- Exercise goal
Give the listing below again in full, exactly as written.
═══ Dataset records ═══
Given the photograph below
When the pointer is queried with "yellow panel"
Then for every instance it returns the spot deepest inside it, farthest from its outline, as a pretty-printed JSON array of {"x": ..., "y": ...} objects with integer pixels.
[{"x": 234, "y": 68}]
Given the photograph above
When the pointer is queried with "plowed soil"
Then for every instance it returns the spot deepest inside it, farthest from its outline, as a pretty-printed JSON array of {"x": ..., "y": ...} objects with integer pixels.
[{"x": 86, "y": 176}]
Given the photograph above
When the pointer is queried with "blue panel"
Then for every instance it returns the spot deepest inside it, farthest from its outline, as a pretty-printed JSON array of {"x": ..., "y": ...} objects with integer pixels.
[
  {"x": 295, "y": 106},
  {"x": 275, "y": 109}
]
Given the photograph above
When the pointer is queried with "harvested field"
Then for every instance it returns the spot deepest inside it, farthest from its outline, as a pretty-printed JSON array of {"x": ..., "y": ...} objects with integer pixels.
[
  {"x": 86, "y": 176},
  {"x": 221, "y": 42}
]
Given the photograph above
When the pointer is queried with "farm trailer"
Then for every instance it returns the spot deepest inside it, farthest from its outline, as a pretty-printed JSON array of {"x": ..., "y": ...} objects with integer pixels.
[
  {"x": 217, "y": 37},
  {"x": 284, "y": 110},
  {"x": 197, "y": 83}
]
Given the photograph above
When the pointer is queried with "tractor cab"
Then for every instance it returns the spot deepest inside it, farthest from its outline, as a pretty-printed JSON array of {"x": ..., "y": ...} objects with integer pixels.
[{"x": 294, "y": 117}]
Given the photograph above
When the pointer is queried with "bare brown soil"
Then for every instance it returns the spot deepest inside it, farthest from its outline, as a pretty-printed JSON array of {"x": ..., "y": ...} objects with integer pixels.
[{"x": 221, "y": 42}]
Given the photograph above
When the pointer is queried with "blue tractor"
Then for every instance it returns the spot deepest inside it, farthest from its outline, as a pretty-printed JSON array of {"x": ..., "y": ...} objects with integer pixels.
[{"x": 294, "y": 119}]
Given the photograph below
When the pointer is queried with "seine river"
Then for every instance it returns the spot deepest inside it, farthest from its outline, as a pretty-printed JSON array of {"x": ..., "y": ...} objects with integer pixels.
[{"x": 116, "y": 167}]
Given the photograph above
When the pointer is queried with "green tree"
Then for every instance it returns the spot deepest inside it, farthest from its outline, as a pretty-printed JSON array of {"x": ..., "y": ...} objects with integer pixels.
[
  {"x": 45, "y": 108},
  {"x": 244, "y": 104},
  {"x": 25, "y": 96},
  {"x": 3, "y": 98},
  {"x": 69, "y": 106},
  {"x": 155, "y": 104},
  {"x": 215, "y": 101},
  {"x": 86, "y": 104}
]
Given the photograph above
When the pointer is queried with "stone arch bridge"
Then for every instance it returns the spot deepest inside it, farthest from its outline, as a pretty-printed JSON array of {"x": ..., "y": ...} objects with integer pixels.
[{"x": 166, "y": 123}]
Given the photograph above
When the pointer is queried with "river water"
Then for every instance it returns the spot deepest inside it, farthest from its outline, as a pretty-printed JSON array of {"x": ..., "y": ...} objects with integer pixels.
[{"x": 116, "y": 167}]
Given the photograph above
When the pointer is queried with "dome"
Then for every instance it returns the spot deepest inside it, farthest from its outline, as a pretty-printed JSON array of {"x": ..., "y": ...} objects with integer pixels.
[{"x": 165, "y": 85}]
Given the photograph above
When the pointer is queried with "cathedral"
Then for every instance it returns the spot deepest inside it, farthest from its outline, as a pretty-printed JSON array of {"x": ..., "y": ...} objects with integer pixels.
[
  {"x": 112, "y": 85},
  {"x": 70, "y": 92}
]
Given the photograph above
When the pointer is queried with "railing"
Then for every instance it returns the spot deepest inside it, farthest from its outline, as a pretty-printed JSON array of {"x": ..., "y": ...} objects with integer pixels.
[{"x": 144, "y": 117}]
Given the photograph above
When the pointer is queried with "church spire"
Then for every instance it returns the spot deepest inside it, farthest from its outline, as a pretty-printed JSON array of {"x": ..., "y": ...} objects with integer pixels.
═══
- Result
Given the photograph below
When the pointer is queried with "yellow panel"
Then for every instance it returns the spot deepest inside it, farthest from its outline, as a pretty-printed JSON array of {"x": ..., "y": ...} objects with integer pixels.
[{"x": 234, "y": 68}]
Given the photograph above
When the pointer is queried with "plowed soil"
Then for every instance it returns the spot deepest inside it, farthest from its outline, as a pretty-printed JSON array of {"x": ..., "y": ...} objects with integer pixels.
[{"x": 86, "y": 176}]
Given the photograph above
When the pointer is queried with "blue panel"
Then for every instance it returns the spot deepest inside it, farthest from its outline, as a pretty-printed JSON array of {"x": ..., "y": ...} objects with integer pixels.
[
  {"x": 295, "y": 106},
  {"x": 275, "y": 109}
]
Given the photograph above
When the pointer is queried with "harvested field"
Then for every instance it returns the spot deepest inside it, farthest from its outline, as a pretty-printed JSON array of {"x": ..., "y": ...} objects with integer pixels.
[
  {"x": 86, "y": 176},
  {"x": 221, "y": 42}
]
Given the photograph above
When the pointer is queried with "farm trailer"
Then for every instance it returns the spot deepest inside it, farthest from its outline, as a pretty-printed JSON array of {"x": ..., "y": ...} objects with integer pixels.
[
  {"x": 217, "y": 37},
  {"x": 284, "y": 110},
  {"x": 197, "y": 83}
]
Given the photograph above
When the pointer is queried with "tractor cab"
Then for every instance it returns the spot deepest inside it, farthest from its outline, as a pretty-printed JSON array of {"x": ..., "y": ...} objects with integer pixels.
[{"x": 294, "y": 117}]
Given the photograph above
When the pointer is queried with "bare brown soil"
Then for every instance it returns the spot deepest inside it, farthest from its outline, as a pretty-printed JSON array of {"x": ..., "y": ...} objects with integer pixels.
[{"x": 221, "y": 42}]
Given the photograph above
When the pointer is queried with "blue tractor"
Then for every instance it returns the spot deepest inside it, farthest from its outline, as a pretty-printed JSON array of {"x": ..., "y": ...} objects with integer pixels.
[{"x": 294, "y": 119}]
Given the photograph below
When the pointer is queried with "seine river"
Then for every instance it returns the spot deepest inside it, farthest from its outline, as a pretty-printed JSON array of {"x": ..., "y": ...} objects with integer pixels.
[{"x": 116, "y": 167}]
Given the photograph above
When the pointer is queried with "green tree"
Then for every instance it returns the spot deepest inside it, farthest from its outline, as a pretty-printed JSON array of {"x": ..., "y": ...} objects with integer pixels.
[
  {"x": 45, "y": 108},
  {"x": 244, "y": 104},
  {"x": 25, "y": 96},
  {"x": 3, "y": 98},
  {"x": 69, "y": 106},
  {"x": 155, "y": 104},
  {"x": 215, "y": 101},
  {"x": 86, "y": 104}
]
Given the photograph above
When the pointer is queried with "stone arch bridge"
Then for every instance it returns the spot deepest inside it, farthest from its outline, as a pretty-printed JSON array of {"x": ..., "y": ...} objects with integer pixels.
[{"x": 166, "y": 123}]
Given the photograph above
When the pointer is queried with "river water"
Then for every instance it returns the spot deepest inside it, farthest from its outline, as a pretty-printed JSON array of {"x": ..., "y": ...} objects with integer pixels.
[{"x": 116, "y": 167}]
Given the photograph above
When the pointer is queried with "dome"
Then for every instance it returns the spot deepest inside it, farthest from its outline, as a pretty-printed JSON array of {"x": ..., "y": ...} objects with integer pixels.
[{"x": 165, "y": 85}]
Given the photograph above
When the pointer is queried with "cathedral"
Then for every instance it returns the spot deepest inside it, farthest from its outline, as a pretty-printed JSON array of {"x": ..., "y": ...} objects with integer pixels.
[
  {"x": 112, "y": 85},
  {"x": 70, "y": 92}
]
Given the photograph above
When the pointer is queried with "railing"
Then for every instance it returns the spot deepest inside it, farthest from its outline, as a pretty-printed JSON array of {"x": ..., "y": ...} objects with integer pixels.
[{"x": 144, "y": 117}]
Given the photograph above
When the pointer is queried with "church spire"
Then for every instance it returns the spot deepest inside it, farthest from its outline, as a pretty-printed JSON array of {"x": ..., "y": ...} objects with integer pixels.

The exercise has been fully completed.